GIVEN INFORMATION:
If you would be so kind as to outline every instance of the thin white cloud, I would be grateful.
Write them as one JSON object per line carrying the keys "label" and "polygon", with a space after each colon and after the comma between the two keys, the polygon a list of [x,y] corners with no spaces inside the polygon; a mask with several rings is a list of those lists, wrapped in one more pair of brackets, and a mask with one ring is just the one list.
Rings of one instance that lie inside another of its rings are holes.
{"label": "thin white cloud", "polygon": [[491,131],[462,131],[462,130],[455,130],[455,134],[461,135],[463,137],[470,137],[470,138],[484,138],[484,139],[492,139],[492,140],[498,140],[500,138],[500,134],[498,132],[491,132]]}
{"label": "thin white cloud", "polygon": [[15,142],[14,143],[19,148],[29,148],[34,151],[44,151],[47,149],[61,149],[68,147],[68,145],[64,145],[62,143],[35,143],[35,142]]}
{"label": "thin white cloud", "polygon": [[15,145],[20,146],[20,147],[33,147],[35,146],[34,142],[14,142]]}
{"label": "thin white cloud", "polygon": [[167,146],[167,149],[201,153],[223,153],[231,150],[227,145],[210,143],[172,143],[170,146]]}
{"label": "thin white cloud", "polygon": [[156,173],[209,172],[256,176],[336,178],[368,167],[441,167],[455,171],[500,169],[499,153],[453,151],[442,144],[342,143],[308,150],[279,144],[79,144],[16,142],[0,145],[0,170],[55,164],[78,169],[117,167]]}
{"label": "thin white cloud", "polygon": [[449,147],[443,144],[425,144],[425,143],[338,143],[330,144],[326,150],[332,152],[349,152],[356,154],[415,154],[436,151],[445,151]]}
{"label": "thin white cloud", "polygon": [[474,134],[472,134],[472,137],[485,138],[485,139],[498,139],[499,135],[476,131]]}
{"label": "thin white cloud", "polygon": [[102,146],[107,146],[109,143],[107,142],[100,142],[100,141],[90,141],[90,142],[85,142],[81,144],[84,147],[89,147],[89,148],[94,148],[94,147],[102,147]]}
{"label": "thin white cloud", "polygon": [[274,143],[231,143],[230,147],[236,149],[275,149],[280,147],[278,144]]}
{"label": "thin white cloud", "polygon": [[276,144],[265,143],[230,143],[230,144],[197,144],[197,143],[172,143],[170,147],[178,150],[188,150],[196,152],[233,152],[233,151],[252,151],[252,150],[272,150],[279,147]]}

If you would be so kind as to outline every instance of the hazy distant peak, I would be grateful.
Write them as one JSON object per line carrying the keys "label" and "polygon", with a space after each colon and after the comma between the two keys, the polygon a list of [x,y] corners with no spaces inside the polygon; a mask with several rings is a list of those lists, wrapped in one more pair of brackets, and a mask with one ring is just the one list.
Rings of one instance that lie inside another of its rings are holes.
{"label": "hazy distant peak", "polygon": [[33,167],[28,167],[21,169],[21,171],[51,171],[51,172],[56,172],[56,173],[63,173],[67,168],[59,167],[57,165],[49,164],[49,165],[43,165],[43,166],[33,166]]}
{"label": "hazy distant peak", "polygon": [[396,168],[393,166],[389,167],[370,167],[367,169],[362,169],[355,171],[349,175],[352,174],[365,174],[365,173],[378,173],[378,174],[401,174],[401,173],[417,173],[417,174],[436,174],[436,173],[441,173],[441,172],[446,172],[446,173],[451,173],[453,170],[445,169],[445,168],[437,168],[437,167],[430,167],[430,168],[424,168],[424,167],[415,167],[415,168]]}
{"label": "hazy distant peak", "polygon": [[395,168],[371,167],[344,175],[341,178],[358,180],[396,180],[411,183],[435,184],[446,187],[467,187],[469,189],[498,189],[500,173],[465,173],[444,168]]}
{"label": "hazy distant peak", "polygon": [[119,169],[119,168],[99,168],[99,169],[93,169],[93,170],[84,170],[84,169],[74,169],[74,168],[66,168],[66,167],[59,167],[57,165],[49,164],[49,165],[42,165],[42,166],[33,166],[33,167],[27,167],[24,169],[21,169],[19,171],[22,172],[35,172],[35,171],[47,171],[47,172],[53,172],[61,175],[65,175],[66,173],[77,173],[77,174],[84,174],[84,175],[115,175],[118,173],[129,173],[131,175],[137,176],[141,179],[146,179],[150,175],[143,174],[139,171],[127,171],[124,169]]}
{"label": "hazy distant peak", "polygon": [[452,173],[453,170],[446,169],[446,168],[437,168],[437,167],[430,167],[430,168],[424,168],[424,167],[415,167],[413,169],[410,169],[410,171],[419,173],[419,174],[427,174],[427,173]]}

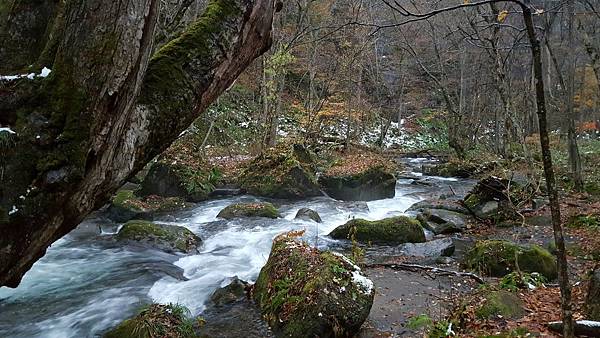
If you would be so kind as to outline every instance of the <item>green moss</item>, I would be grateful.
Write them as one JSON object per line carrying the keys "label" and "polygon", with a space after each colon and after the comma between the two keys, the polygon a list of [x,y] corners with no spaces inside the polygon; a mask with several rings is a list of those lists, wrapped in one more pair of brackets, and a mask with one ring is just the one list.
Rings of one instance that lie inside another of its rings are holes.
{"label": "green moss", "polygon": [[159,225],[142,220],[125,223],[117,233],[117,240],[147,242],[166,251],[184,253],[195,250],[201,241],[194,233],[184,227]]}
{"label": "green moss", "polygon": [[569,219],[568,227],[598,229],[600,227],[600,217],[597,215],[577,215]]}
{"label": "green moss", "polygon": [[547,250],[537,246],[519,246],[509,241],[487,240],[477,242],[466,256],[470,269],[502,277],[517,268],[523,272],[539,272],[548,280],[557,276],[556,259]]}
{"label": "green moss", "polygon": [[352,281],[354,267],[287,236],[275,239],[254,299],[281,337],[350,336],[368,316],[373,292]]}
{"label": "green moss", "polygon": [[217,217],[232,219],[238,217],[279,218],[279,210],[271,203],[236,203],[221,210]]}
{"label": "green moss", "polygon": [[117,207],[134,209],[136,211],[141,210],[136,204],[131,203],[132,200],[136,200],[133,190],[119,190],[117,194],[112,198],[112,204]]}
{"label": "green moss", "polygon": [[[303,150],[301,150],[303,149]],[[312,155],[301,145],[264,151],[240,175],[248,193],[272,198],[305,198],[320,195]]]}
{"label": "green moss", "polygon": [[347,239],[352,228],[356,229],[355,239],[359,242],[401,244],[425,242],[425,232],[418,220],[398,216],[380,221],[353,219],[337,227],[329,235],[336,239]]}
{"label": "green moss", "polygon": [[469,194],[469,196],[467,196],[467,198],[465,199],[465,206],[469,209],[472,210],[473,208],[475,208],[481,201],[479,200],[479,197],[476,194]]}
{"label": "green moss", "polygon": [[492,319],[502,316],[516,319],[525,314],[524,305],[519,297],[508,291],[492,291],[486,294],[484,303],[475,310],[480,319]]}
{"label": "green moss", "polygon": [[107,332],[105,338],[196,337],[189,310],[181,305],[152,304]]}

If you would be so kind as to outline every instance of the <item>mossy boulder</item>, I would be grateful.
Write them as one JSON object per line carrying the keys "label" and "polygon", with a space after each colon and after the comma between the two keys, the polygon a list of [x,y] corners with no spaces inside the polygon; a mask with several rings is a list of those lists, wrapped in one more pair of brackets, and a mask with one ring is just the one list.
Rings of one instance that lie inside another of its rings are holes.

WHAT YOU HAVE TO DO: Your response must reproduce the listing above word for word and must contain none of its pictures.

COMPLETED EXERCISE:
If you would be so kind as to outline every instance of the thin white cloud, I would be grateful.
Write them as one JSON object per line carrying the keys "label" and "polygon", with a space after each colon and after the comma between the two keys, the polygon a list of [x,y] corners with no spaces inside the polygon; a mask with several rings is a list of those lists, wrapped in one more pair of brackets, and a mask with one ring is just the one list.
Rings of one instance that lie inside another of its rings are holes.
{"label": "thin white cloud", "polygon": [[491,131],[462,131],[462,130],[455,130],[455,134],[461,135],[463,137],[470,137],[470,138],[484,138],[484,139],[492,139],[492,140],[498,140],[500,138],[500,134],[498,132],[491,132]]}
{"label": "thin white cloud", "polygon": [[15,142],[14,143],[19,148],[29,148],[34,151],[44,151],[47,149],[61,149],[68,147],[68,145],[64,145],[62,143],[35,143],[35,142]]}
{"label": "thin white cloud", "polygon": [[15,145],[20,146],[20,147],[33,147],[35,146],[34,142],[14,142]]}
{"label": "thin white cloud", "polygon": [[167,146],[167,149],[201,153],[223,153],[231,150],[227,145],[210,143],[172,143],[170,146]]}
{"label": "thin white cloud", "polygon": [[156,173],[209,172],[256,176],[336,178],[368,167],[441,167],[455,171],[500,169],[499,153],[453,151],[442,144],[342,143],[308,150],[279,144],[79,144],[16,142],[0,145],[0,170],[55,164],[78,169],[117,167]]}
{"label": "thin white cloud", "polygon": [[449,147],[443,144],[425,144],[425,143],[338,143],[330,144],[326,150],[332,152],[349,152],[356,154],[415,154],[436,151],[445,151]]}
{"label": "thin white cloud", "polygon": [[474,134],[472,134],[472,137],[485,138],[485,139],[498,139],[499,135],[476,131]]}
{"label": "thin white cloud", "polygon": [[102,146],[107,146],[109,143],[107,142],[100,142],[100,141],[90,141],[90,142],[85,142],[81,144],[84,147],[89,147],[89,148],[94,148],[94,147],[102,147]]}
{"label": "thin white cloud", "polygon": [[274,143],[231,143],[230,147],[236,149],[275,149],[280,147],[278,144]]}
{"label": "thin white cloud", "polygon": [[276,144],[265,143],[230,143],[230,144],[197,144],[197,143],[172,143],[170,147],[178,150],[188,150],[196,152],[233,152],[233,151],[252,151],[252,150],[272,150],[279,147]]}

If you would be so kind as to outline every instance of the hazy distant peak, I would be grateful.
Write them as one JSON object per line carrying the keys "label" and "polygon", with a space after each colon and after the comma between the two keys, the polygon a list of [x,y] corners with no spaces inside the polygon; a mask with several rings is a list of those lists, wrapped in one more pair of brackets, and a mask with one ring is just the one list.
Rings of one instance that lie inside another of its rings are holes.
{"label": "hazy distant peak", "polygon": [[33,167],[28,167],[21,169],[21,171],[51,171],[51,172],[56,172],[56,173],[63,173],[67,168],[59,167],[57,165],[49,164],[49,165],[43,165],[43,166],[33,166]]}
{"label": "hazy distant peak", "polygon": [[396,168],[393,166],[389,167],[370,167],[367,169],[362,169],[355,171],[349,175],[352,174],[365,174],[365,173],[378,173],[378,174],[401,174],[401,173],[417,173],[417,174],[436,174],[436,173],[441,173],[441,172],[446,172],[446,173],[451,173],[453,170],[445,169],[445,168],[437,168],[437,167],[430,167],[430,168],[424,168],[424,167],[415,167],[415,168]]}
{"label": "hazy distant peak", "polygon": [[395,168],[371,167],[344,175],[341,178],[358,180],[396,180],[411,183],[435,184],[446,187],[467,187],[469,189],[498,189],[500,173],[465,173],[444,168]]}
{"label": "hazy distant peak", "polygon": [[119,169],[119,168],[99,168],[99,169],[93,169],[93,170],[84,170],[84,169],[74,169],[74,168],[66,168],[66,167],[59,167],[57,165],[49,164],[49,165],[42,165],[42,166],[33,166],[33,167],[27,167],[24,169],[21,169],[19,171],[22,172],[35,172],[35,171],[47,171],[47,172],[53,172],[61,175],[65,175],[66,173],[77,173],[77,174],[84,174],[84,175],[115,175],[118,173],[129,173],[131,175],[137,176],[141,179],[146,179],[150,175],[143,174],[139,171],[127,171],[124,169]]}
{"label": "hazy distant peak", "polygon": [[452,173],[453,170],[446,169],[446,168],[437,168],[437,167],[430,167],[430,168],[424,168],[424,167],[415,167],[413,169],[410,169],[410,171],[419,173],[419,174],[427,174],[427,173]]}

If you would be so kind as to outline every instance of the <item>green moss</item>, I would be grateful.
Write them as one JSON object per line carrying the keys "label" and "polygon", with a space after each colon and after the comma between the two keys, the polygon a list of [x,y] corners with no spaces inside the polygon; a mask with several rings is a list of those lists, wrapped in one more pair of brackets, and a mask with one ring is just the one list.
Rings of one instance that lie inside another of its rings are holes.
{"label": "green moss", "polygon": [[159,225],[142,220],[125,223],[117,233],[117,240],[147,242],[166,251],[184,253],[195,250],[201,241],[194,233],[184,227]]}
{"label": "green moss", "polygon": [[569,219],[568,227],[598,229],[600,227],[600,217],[597,215],[577,215]]}
{"label": "green moss", "polygon": [[547,250],[537,246],[519,246],[509,241],[487,240],[477,242],[466,256],[470,269],[502,277],[517,268],[523,272],[539,272],[548,280],[557,276],[556,259]]}
{"label": "green moss", "polygon": [[352,281],[354,267],[287,236],[275,239],[254,299],[281,337],[350,336],[368,316],[373,292]]}
{"label": "green moss", "polygon": [[217,217],[232,219],[238,217],[279,218],[279,210],[271,203],[236,203],[221,210]]}
{"label": "green moss", "polygon": [[117,207],[134,209],[136,211],[141,210],[136,204],[131,203],[132,200],[136,200],[133,190],[119,190],[117,194],[112,198],[112,204]]}
{"label": "green moss", "polygon": [[[303,150],[301,150],[303,149]],[[312,155],[301,145],[264,151],[240,175],[248,193],[272,198],[305,198],[320,195]]]}
{"label": "green moss", "polygon": [[347,239],[352,228],[356,229],[355,239],[359,242],[401,244],[425,242],[425,232],[418,220],[398,216],[380,221],[353,219],[337,227],[329,235],[336,239]]}
{"label": "green moss", "polygon": [[469,194],[469,196],[467,196],[467,198],[465,199],[465,206],[469,209],[472,210],[473,208],[475,208],[481,201],[479,200],[479,197],[476,194]]}
{"label": "green moss", "polygon": [[492,319],[502,316],[516,319],[525,314],[524,305],[519,297],[508,291],[492,291],[486,294],[484,303],[475,310],[480,319]]}
{"label": "green moss", "polygon": [[107,332],[105,338],[196,337],[189,310],[181,305],[152,304]]}

If you would be so kind as to outline every instance of the <item>mossy boulder</item>, I would be grateful.
Write them as one JSON object per line carrying the keys "label" and "polygon", with a space after each colon and after the comma between the two keys, the polygon a list of [x,y] corners with no spaces inside the polygon; a mask with several rings is a list of those lists, wrapped in one more pair of brackets, and a mask with one ring is just the one list.
Rings of one instance that lie inside another of its rings are holes.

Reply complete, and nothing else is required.